(PROVIDED INFORMATION)
□ □ □ □ □ □ □
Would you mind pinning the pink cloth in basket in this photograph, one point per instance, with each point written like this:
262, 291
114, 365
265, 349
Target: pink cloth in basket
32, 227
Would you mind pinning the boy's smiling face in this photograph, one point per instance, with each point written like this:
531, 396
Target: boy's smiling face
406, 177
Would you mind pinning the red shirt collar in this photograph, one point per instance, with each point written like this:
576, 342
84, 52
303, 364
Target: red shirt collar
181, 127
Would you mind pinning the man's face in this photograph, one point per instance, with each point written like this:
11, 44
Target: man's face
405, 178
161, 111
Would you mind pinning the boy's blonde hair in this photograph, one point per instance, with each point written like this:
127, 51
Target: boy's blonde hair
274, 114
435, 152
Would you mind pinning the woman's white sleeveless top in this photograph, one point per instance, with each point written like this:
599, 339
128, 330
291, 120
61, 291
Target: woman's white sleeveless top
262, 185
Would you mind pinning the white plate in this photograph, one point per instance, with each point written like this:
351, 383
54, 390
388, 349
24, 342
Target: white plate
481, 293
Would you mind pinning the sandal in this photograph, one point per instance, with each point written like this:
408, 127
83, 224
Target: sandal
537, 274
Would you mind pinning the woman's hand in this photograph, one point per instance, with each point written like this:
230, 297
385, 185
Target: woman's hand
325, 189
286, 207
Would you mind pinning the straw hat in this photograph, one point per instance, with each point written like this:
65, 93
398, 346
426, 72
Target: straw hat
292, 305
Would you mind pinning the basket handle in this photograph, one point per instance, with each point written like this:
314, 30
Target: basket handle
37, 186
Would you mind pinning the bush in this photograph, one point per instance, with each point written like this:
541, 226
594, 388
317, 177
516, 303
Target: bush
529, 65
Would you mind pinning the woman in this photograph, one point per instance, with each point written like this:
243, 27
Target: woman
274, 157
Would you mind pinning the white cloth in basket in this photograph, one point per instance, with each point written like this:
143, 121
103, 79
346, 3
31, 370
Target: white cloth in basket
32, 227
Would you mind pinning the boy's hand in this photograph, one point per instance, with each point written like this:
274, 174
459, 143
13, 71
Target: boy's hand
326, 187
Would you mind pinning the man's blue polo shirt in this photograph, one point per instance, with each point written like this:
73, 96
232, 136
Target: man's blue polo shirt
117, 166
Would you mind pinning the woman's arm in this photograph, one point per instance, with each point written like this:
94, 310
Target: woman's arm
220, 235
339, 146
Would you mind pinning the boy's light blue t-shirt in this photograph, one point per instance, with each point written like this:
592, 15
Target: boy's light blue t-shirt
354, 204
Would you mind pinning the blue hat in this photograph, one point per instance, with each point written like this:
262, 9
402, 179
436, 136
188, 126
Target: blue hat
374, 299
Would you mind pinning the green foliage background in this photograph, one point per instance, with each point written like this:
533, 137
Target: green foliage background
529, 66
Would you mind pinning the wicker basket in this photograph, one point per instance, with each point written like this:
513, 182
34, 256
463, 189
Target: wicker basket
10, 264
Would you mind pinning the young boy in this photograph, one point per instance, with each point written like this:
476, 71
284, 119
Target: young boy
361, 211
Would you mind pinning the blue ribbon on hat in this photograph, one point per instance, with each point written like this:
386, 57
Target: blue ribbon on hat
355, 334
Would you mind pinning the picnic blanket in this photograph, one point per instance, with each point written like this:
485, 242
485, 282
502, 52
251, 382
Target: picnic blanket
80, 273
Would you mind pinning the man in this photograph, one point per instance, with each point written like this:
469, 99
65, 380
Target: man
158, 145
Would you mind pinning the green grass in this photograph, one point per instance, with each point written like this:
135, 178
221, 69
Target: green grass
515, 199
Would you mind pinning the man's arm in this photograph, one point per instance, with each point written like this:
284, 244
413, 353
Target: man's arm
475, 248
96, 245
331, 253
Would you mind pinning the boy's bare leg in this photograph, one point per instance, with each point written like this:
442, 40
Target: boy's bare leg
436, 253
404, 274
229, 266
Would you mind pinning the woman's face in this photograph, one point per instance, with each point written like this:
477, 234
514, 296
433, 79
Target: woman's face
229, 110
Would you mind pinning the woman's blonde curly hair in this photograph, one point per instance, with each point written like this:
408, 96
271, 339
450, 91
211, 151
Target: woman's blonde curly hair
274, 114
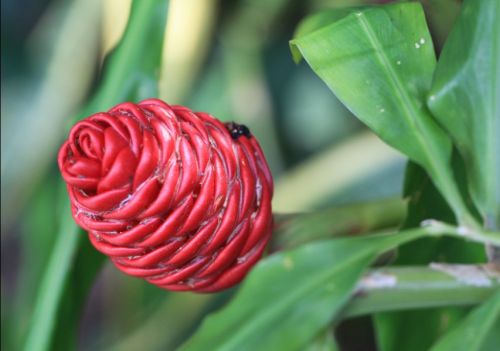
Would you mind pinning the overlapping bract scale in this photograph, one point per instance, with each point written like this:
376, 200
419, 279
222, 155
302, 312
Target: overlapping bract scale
171, 196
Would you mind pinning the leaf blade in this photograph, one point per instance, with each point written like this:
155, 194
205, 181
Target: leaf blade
465, 99
271, 304
379, 62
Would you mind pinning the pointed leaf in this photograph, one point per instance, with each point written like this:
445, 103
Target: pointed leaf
307, 287
465, 98
379, 62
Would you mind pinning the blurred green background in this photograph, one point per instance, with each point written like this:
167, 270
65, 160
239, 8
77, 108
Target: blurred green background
229, 58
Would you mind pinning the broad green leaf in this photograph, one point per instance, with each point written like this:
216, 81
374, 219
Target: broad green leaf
415, 330
465, 99
131, 71
473, 331
307, 286
379, 62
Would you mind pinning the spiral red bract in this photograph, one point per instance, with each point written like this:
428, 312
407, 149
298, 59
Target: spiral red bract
171, 196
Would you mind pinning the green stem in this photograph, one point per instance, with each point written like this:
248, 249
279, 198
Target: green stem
292, 230
53, 283
478, 235
399, 288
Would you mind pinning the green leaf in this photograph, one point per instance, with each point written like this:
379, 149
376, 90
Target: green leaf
51, 290
465, 99
379, 62
307, 286
130, 71
473, 331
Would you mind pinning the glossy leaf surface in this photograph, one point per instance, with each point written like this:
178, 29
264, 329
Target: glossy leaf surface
465, 99
379, 62
307, 287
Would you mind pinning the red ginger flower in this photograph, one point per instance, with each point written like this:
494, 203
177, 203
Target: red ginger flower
171, 196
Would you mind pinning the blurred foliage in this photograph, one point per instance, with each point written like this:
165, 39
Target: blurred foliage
230, 58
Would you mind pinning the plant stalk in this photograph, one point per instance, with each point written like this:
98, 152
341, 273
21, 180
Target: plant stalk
295, 229
438, 285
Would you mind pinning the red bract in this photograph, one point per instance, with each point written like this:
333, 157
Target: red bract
172, 196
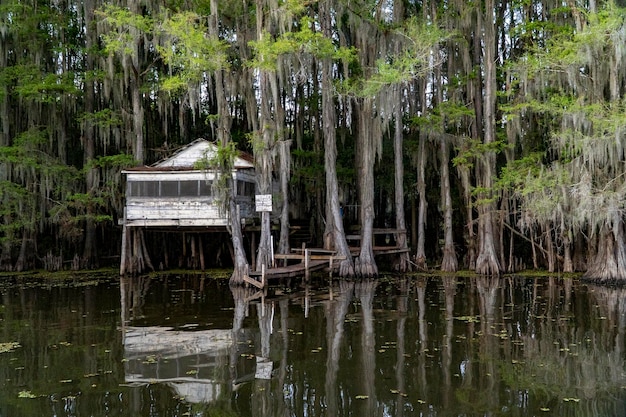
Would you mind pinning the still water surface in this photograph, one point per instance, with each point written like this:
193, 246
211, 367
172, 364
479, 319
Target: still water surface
426, 346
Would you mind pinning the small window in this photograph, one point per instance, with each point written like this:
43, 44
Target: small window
189, 188
169, 188
143, 188
206, 188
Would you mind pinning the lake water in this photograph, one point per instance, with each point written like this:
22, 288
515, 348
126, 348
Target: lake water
420, 346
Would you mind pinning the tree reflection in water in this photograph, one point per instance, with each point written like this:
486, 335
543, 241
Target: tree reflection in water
435, 346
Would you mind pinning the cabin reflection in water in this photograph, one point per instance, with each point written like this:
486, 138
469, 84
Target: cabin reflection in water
187, 361
433, 346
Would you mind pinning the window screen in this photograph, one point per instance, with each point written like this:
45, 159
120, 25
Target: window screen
189, 188
169, 188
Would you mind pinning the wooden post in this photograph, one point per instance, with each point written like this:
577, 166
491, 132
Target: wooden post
201, 253
306, 264
123, 256
253, 250
330, 267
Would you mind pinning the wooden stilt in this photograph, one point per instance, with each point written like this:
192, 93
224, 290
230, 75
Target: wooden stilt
201, 253
123, 254
306, 264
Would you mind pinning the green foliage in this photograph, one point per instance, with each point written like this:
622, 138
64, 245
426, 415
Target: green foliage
473, 149
414, 61
125, 27
304, 41
105, 118
117, 162
186, 48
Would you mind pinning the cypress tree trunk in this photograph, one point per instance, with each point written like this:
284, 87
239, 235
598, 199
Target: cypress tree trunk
334, 222
487, 262
89, 248
420, 253
609, 263
402, 262
365, 265
449, 263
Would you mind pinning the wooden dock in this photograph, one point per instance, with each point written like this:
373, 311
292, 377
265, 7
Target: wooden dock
308, 260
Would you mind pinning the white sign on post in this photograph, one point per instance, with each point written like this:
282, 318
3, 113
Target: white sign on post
263, 202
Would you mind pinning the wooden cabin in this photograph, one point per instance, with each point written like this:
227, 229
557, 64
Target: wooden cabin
173, 194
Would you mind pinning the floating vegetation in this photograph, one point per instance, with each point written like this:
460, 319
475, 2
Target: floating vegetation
9, 347
26, 394
469, 319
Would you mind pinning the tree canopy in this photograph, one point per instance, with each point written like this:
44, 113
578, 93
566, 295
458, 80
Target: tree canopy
498, 126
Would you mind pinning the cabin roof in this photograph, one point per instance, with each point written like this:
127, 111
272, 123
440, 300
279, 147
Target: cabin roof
186, 157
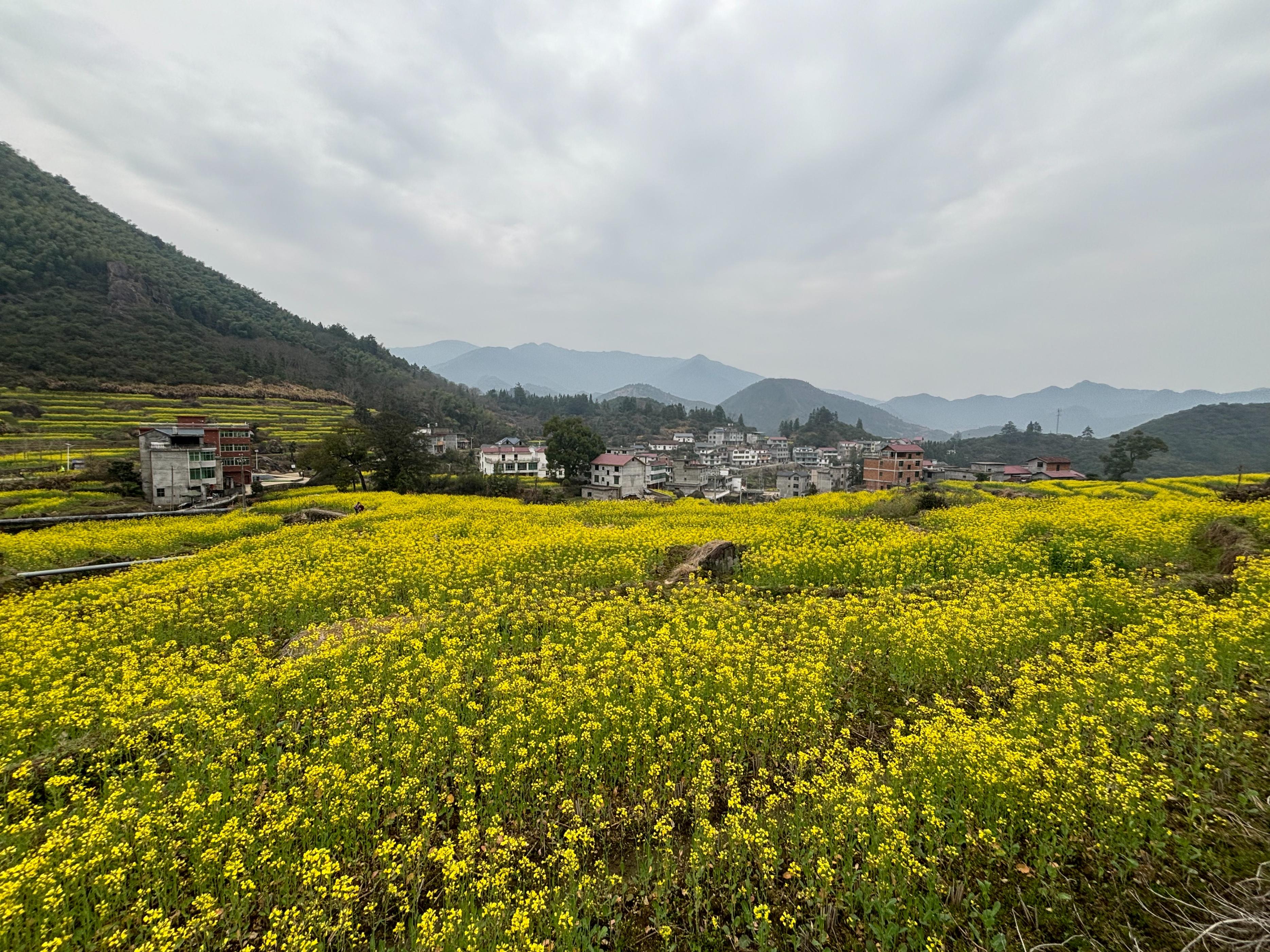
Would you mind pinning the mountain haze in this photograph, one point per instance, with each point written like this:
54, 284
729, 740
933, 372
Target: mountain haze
1103, 408
566, 371
770, 402
435, 353
651, 393
1212, 438
87, 299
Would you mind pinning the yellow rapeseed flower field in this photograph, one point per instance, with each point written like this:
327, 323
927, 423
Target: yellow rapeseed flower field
473, 724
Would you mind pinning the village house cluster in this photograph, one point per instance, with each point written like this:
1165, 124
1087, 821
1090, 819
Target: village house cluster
195, 461
192, 461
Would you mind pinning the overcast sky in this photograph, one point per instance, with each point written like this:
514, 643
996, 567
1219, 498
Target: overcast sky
888, 199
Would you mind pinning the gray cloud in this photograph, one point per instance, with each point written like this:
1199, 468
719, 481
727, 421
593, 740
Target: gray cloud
882, 197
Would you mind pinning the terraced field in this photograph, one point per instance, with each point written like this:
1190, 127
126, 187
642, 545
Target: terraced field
96, 423
473, 724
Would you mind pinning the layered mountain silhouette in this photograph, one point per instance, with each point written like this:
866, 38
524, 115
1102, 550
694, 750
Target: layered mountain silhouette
770, 402
1103, 408
563, 371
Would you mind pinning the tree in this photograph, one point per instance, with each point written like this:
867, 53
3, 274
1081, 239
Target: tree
572, 445
1128, 451
400, 460
341, 455
122, 473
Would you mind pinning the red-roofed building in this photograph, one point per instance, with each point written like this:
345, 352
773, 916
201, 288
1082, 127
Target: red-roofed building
618, 475
1053, 468
896, 465
194, 460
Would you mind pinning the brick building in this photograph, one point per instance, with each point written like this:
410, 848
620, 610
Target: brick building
194, 460
895, 465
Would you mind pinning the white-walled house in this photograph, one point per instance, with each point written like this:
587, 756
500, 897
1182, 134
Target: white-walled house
616, 475
519, 460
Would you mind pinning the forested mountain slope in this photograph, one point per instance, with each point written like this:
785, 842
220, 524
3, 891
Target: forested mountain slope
769, 402
1216, 438
87, 297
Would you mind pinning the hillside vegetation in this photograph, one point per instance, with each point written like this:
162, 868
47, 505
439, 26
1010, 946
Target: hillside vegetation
87, 297
1212, 438
770, 402
477, 724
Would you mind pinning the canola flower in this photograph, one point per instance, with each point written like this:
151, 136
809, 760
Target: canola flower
455, 723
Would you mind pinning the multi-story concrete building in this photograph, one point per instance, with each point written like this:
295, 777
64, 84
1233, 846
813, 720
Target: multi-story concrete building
793, 483
437, 440
192, 460
779, 450
991, 469
896, 465
618, 475
514, 460
830, 479
1052, 468
726, 437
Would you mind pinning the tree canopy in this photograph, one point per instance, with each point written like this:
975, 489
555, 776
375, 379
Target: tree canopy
572, 445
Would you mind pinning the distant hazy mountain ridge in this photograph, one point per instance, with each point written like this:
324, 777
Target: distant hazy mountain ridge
89, 299
567, 371
1103, 408
766, 403
646, 391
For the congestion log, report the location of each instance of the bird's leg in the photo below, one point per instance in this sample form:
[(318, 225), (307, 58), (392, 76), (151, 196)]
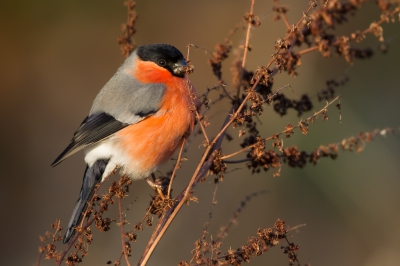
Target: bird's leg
[(156, 184)]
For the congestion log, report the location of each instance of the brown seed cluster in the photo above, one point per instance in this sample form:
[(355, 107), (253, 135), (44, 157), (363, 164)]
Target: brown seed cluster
[(125, 40)]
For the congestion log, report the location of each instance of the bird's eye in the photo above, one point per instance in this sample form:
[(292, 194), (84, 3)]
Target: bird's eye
[(162, 62)]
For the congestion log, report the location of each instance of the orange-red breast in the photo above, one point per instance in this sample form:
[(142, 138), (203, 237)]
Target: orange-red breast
[(136, 122)]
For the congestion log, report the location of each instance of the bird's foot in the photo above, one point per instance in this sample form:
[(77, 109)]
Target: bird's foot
[(157, 184)]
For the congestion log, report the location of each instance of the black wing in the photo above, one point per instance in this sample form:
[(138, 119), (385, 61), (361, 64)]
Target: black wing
[(94, 128)]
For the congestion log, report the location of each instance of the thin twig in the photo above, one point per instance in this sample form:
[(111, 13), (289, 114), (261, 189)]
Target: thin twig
[(246, 49), (177, 165), (122, 222)]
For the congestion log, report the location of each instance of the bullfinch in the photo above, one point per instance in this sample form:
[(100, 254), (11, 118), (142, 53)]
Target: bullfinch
[(137, 121)]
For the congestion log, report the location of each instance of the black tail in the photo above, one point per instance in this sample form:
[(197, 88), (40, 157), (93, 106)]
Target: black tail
[(91, 178)]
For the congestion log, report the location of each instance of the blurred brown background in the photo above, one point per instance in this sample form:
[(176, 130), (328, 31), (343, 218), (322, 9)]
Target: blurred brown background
[(55, 57)]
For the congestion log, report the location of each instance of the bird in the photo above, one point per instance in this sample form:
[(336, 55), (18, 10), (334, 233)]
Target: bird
[(136, 122)]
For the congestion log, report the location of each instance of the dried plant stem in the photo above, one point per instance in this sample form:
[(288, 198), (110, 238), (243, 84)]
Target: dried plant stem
[(282, 132), (177, 165), (88, 223), (122, 223), (246, 48), (182, 198), (382, 20)]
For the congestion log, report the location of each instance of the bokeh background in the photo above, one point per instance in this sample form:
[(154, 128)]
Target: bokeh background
[(56, 55)]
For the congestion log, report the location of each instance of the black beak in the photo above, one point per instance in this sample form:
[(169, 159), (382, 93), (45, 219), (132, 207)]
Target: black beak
[(179, 68)]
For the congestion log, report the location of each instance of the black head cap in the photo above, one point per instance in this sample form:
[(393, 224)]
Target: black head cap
[(164, 55)]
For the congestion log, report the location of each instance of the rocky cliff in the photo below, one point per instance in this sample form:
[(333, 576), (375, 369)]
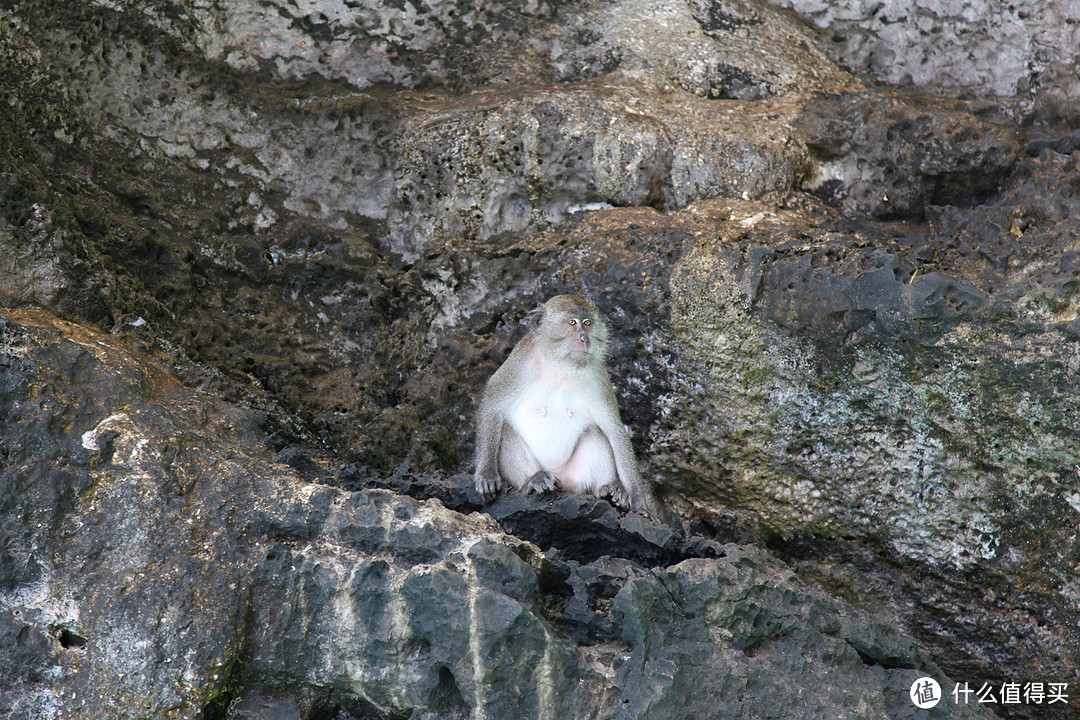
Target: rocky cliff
[(257, 259)]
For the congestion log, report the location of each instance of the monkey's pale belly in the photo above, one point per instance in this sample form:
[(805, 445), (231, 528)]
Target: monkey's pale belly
[(551, 430)]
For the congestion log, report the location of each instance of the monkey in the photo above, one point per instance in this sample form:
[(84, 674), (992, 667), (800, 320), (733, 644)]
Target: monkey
[(549, 418)]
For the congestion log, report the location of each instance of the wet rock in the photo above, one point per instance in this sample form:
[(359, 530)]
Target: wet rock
[(873, 380), (986, 48), (891, 157), (188, 574)]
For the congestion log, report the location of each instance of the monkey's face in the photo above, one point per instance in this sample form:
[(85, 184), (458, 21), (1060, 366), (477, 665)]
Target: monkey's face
[(574, 329)]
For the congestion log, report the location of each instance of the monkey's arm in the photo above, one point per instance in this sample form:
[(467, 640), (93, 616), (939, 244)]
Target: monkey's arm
[(625, 465), (625, 462), (488, 438)]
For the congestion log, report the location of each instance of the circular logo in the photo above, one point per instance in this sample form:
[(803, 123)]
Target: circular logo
[(926, 693)]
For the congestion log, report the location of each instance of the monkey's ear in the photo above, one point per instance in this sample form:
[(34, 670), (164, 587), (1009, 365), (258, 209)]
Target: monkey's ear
[(532, 318)]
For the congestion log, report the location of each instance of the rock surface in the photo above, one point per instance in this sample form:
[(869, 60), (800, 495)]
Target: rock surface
[(288, 242)]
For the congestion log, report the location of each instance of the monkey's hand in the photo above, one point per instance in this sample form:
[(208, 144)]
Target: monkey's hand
[(541, 481), (616, 493), (487, 486)]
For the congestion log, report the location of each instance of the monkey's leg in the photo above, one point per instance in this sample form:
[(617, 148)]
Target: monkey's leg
[(541, 481), (592, 465), (517, 465)]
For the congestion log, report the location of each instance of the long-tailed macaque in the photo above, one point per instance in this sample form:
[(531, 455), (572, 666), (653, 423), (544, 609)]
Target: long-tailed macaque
[(549, 417)]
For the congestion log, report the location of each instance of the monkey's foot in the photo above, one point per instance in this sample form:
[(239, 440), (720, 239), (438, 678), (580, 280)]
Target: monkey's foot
[(616, 493), (541, 481), (487, 488)]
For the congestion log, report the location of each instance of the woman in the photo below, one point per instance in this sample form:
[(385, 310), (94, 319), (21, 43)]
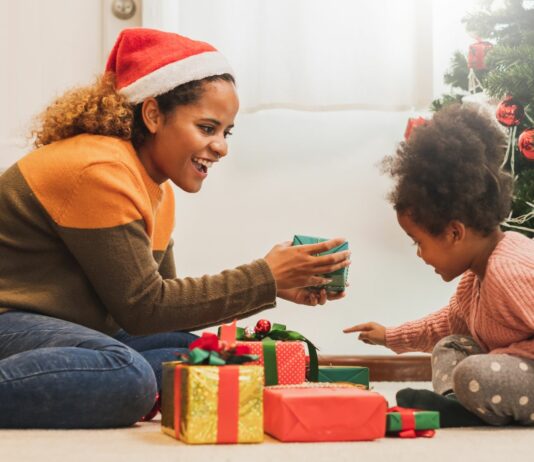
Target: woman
[(88, 291)]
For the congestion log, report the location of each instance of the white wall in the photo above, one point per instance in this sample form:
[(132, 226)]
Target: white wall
[(292, 172), (47, 47), (288, 172)]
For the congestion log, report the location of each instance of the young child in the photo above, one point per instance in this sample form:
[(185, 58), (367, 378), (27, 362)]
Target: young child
[(90, 305), (450, 197)]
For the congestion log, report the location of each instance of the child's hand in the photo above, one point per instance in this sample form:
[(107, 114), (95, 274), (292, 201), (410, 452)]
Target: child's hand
[(309, 297), (370, 332)]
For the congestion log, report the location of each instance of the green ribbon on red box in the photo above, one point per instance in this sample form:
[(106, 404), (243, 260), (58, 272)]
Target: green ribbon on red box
[(408, 425), (278, 333)]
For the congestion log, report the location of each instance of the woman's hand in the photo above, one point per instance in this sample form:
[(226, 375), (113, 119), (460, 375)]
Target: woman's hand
[(309, 297), (299, 266), (370, 332)]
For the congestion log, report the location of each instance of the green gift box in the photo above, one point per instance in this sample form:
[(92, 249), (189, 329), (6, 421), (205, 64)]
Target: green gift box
[(339, 277), (423, 420), (352, 374)]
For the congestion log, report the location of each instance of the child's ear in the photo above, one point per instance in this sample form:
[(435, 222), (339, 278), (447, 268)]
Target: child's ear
[(457, 230)]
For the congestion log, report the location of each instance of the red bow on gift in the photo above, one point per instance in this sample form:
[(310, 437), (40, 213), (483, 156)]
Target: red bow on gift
[(408, 424), (210, 342)]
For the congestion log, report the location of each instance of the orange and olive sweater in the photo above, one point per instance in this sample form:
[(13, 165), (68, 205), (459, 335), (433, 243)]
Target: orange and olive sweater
[(85, 236)]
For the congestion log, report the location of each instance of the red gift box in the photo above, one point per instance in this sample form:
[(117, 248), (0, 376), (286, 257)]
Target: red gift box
[(290, 360), (324, 413)]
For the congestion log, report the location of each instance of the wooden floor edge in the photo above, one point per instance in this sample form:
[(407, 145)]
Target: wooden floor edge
□ □ □ □ □ □ □
If a line comes after the one that contains "Would you mind pinning the woman's white", leave it out; return every line of the entries up to that point exactly, starting with the first, with that line included.

Would you mind pinning the pink cloth in basket in this photograph, one point per instance, with each point written like this:
262, 291
114, 365
265, 349
Target: pink cloth in basket
32, 227
Would you mind pinning the boy's smiling face in this photograph, one point per instance, with each point written like this:
531, 396
Target: boy's smiling face
406, 177
Would you mind pinning the red shirt collar in this photograph, one point per instance, with each point written like this:
576, 342
84, 52
303, 364
Target: red shirt collar
181, 127
Would you mind pinning the man's face in this photograph, one point per instance, with each point written like this:
11, 44
Target: man's face
405, 178
161, 111
Would you mind pinning the boy's blonde hair in this photograph, one point per instance, with each point written like this:
127, 51
Target: boy's blonde hair
274, 114
435, 152
Would you mind pinning the woman's white sleeveless top in this photograph, one point per instance, with each point written like this:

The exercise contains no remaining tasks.